WORK TO BE COMPLETED - Working from the line that contains "the cab roof." down to the last line below, repeat each line exactly.

[Start MATERIAL FOR THE TASK]

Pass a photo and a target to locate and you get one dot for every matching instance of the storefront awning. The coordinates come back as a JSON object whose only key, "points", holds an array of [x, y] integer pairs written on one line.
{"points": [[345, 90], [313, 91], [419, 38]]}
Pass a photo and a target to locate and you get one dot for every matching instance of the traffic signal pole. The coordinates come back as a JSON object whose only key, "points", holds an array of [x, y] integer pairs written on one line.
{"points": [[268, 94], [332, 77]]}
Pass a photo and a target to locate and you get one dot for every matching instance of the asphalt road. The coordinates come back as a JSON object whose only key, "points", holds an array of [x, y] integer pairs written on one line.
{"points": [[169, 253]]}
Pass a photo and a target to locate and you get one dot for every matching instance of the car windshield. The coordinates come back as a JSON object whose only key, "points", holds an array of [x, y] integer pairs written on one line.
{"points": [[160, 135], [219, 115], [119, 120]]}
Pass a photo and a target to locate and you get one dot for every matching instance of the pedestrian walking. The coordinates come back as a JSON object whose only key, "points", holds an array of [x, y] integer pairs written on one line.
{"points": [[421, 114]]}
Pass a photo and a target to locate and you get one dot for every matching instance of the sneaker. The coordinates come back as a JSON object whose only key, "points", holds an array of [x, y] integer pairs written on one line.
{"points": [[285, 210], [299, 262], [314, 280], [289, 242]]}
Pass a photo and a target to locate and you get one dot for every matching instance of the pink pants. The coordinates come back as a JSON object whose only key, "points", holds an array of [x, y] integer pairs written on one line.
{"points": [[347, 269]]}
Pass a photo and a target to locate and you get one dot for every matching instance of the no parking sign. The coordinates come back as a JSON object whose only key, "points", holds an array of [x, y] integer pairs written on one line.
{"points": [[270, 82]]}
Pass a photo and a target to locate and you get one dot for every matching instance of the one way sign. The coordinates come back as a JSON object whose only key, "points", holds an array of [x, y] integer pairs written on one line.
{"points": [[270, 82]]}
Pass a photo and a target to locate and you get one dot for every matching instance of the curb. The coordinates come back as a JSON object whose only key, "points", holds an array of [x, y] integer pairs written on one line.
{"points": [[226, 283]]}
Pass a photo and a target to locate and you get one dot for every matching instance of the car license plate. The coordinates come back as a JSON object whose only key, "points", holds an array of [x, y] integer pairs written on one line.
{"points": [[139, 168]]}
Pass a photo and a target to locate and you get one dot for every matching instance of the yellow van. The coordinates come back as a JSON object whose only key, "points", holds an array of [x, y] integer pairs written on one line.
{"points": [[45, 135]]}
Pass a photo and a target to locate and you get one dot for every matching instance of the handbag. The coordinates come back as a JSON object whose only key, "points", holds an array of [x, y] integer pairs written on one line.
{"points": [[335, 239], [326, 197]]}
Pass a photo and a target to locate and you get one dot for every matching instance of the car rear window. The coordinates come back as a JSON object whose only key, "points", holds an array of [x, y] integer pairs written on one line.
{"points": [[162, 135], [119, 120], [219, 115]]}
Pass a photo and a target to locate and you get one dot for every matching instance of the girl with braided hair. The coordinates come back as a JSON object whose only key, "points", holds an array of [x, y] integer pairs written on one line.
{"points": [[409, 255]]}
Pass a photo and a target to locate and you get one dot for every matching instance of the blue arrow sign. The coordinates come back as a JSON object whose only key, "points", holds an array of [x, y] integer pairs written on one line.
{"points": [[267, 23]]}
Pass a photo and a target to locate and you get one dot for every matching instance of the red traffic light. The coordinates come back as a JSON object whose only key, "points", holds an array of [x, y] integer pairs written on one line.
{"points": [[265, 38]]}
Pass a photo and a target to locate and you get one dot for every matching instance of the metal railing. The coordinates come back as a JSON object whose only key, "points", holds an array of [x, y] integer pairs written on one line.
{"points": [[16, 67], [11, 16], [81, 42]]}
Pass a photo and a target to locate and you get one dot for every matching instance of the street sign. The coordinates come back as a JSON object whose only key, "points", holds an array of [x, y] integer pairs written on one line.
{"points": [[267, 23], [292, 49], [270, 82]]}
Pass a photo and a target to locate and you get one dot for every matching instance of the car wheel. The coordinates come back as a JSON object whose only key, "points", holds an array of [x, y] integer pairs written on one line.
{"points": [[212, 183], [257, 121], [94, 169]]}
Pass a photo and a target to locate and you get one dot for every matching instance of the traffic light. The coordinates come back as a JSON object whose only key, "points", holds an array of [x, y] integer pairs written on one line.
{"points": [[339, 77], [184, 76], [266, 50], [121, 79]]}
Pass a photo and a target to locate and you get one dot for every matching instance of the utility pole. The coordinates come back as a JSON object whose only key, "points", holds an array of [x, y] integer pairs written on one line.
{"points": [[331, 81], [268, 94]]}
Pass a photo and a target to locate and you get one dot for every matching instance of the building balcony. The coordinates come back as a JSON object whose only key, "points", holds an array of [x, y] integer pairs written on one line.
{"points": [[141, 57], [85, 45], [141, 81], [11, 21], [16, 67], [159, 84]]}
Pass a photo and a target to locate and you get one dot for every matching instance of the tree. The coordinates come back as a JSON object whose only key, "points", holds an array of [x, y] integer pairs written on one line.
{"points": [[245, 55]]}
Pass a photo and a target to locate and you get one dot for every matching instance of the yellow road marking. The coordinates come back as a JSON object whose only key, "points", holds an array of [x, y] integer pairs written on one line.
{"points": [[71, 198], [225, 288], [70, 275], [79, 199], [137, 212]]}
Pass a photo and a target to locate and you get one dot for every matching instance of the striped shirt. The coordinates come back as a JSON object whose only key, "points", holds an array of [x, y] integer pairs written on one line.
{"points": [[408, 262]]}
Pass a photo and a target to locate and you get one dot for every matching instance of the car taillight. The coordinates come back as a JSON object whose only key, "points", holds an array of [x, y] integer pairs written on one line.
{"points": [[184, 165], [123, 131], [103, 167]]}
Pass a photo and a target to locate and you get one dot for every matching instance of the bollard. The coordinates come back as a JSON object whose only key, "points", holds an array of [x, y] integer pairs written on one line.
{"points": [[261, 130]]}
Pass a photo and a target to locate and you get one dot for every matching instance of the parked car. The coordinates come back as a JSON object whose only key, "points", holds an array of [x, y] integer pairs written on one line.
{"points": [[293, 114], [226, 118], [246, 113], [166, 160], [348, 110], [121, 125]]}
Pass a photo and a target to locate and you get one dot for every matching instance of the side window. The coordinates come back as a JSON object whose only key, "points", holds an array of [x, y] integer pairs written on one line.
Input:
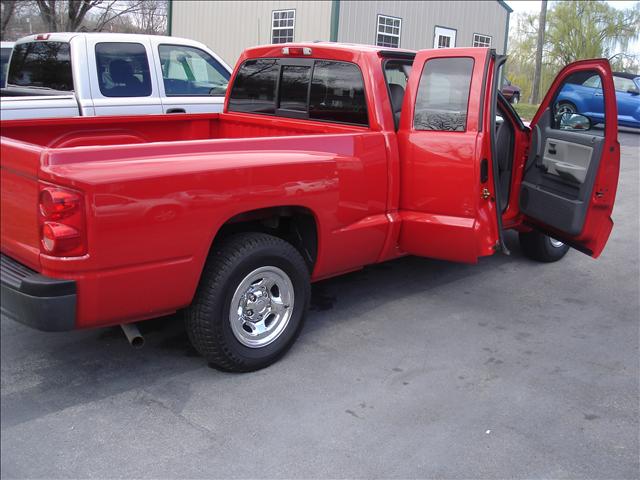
{"points": [[593, 82], [337, 93], [623, 84], [443, 95], [123, 69], [254, 88], [191, 71], [294, 85], [397, 72], [575, 111], [41, 64]]}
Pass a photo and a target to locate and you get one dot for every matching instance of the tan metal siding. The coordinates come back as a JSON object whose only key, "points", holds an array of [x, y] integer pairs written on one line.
{"points": [[230, 27], [358, 21]]}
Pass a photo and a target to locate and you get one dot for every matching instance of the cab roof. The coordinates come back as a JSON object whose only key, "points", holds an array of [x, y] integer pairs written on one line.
{"points": [[261, 50]]}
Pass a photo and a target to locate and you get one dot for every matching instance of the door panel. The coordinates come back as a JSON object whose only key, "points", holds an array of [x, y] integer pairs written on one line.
{"points": [[443, 138], [570, 179]]}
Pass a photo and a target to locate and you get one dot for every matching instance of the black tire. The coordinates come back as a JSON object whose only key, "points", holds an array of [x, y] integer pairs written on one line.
{"points": [[540, 247], [208, 321]]}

[End MATERIAL FOR THE TASK]

WRITTEN RESPONSE -
Pass a photo and a target to locate and you get one dot for every matching instance of the cab roof. The coordinates come back as a JSON object whose only key, "points", holds an array of [x, y] integer pairs written on one line.
{"points": [[261, 50]]}
Pass a photo and a target to locate and you get one dot for every matching instance of the door panel. The coordinates come back as a JSON object whose only key, "points", holds an array of [x, y] integer pairs written on one line.
{"points": [[443, 138], [570, 179]]}
Pass a photo and a target to locate and you get one dot for every matching instance of the black tire. The coordinates come back as a JSON object whose only key, "points", holds an array of [x, y] integer pairs written on one line.
{"points": [[540, 247], [208, 321]]}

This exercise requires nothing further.